WORK REQUEST >> Go through the material below and copy each line exactly.

*** DATASET CONTENT ***

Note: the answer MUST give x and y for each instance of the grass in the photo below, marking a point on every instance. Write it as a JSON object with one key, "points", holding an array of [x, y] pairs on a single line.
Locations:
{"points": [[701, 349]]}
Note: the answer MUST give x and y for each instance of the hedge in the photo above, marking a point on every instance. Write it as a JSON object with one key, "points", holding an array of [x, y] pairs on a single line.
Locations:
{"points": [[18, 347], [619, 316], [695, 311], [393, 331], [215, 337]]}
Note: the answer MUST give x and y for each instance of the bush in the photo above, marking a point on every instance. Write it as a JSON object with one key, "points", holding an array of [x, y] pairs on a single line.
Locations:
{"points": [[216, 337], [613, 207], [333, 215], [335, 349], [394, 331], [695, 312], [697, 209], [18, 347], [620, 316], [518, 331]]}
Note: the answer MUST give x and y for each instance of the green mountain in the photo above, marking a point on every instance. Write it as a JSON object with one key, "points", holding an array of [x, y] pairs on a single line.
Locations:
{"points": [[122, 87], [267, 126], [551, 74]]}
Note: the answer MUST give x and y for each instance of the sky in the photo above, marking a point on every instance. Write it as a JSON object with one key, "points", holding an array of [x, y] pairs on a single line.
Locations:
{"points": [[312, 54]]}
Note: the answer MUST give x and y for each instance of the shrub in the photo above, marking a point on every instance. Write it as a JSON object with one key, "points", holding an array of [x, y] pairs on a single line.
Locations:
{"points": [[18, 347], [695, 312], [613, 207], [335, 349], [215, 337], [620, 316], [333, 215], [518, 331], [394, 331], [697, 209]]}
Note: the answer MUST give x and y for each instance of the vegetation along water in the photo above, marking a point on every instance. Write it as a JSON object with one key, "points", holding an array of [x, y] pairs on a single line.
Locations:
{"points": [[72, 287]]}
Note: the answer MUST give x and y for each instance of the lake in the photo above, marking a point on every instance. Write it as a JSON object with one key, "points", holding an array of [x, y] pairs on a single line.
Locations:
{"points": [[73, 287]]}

*** End of DATASET CONTENT ***

WRITTEN REPLY >>
Note: the answer MUST give x and y for each instance of the grass in the photo below, marking a point on every instance. Write it as a JSON object with one key, "points", holding an array of [x, y] pairs on a single line.
Locations:
{"points": [[701, 349]]}
Note: the answer MUST give x and y for each instance of the hedge in the photo above, marking a point on every instance. Write it as a JSON object with one key, "points", holding an array of [x, y] pairs on a single line.
Locations:
{"points": [[18, 347], [619, 316], [695, 311], [393, 331], [215, 337]]}
Note: the answer MUST give x and y for each instance of the bush in the photo above, marking a point on every instance. Write it as a JSON object with one key, "points", holding an array of [x, y] pairs on a single line.
Locations:
{"points": [[216, 337], [613, 207], [333, 215], [335, 349], [394, 331], [695, 312], [697, 209], [18, 347], [620, 316], [518, 331]]}
Note: the answer MUST give x and y for each instance of the green mountain in the photo above, marking a point on every instance. Write it as a JSON object with one key, "points", holding an array of [x, y] pairs on a single line.
Locations:
{"points": [[122, 87], [267, 126], [551, 74]]}
Note: the answer MUST give x and y for each instance of the sky in the photo above, marking a point on every instance. Write it as a JSON object with one key, "points", holding an array of [x, y] pairs on a single line.
Locations:
{"points": [[312, 54]]}
Note: the answer MUST give x and y for each instance of the shrub in the photo above, marking a point on every instance. Write it as a JSON object with one key, "points", holding an array of [x, y] pairs on a single line.
Locations:
{"points": [[18, 347], [695, 312], [613, 207], [335, 349], [215, 337], [620, 316], [333, 215], [518, 331], [394, 331], [697, 209]]}
Note: the answer MUST give x and y for each instance of the vegetation along water in the photo above, marking a point on every instance. Write it as a JSON object with one key, "points", holding an array of [x, y] pairs on a single line.
Locations:
{"points": [[72, 287]]}
Note: the answer MUST give x and y for each instance of the lake in the photo above, marking a point on every instance. Write it as a JSON object with one key, "points", holding an array of [x, y] pairs on a single line.
Locations:
{"points": [[73, 287]]}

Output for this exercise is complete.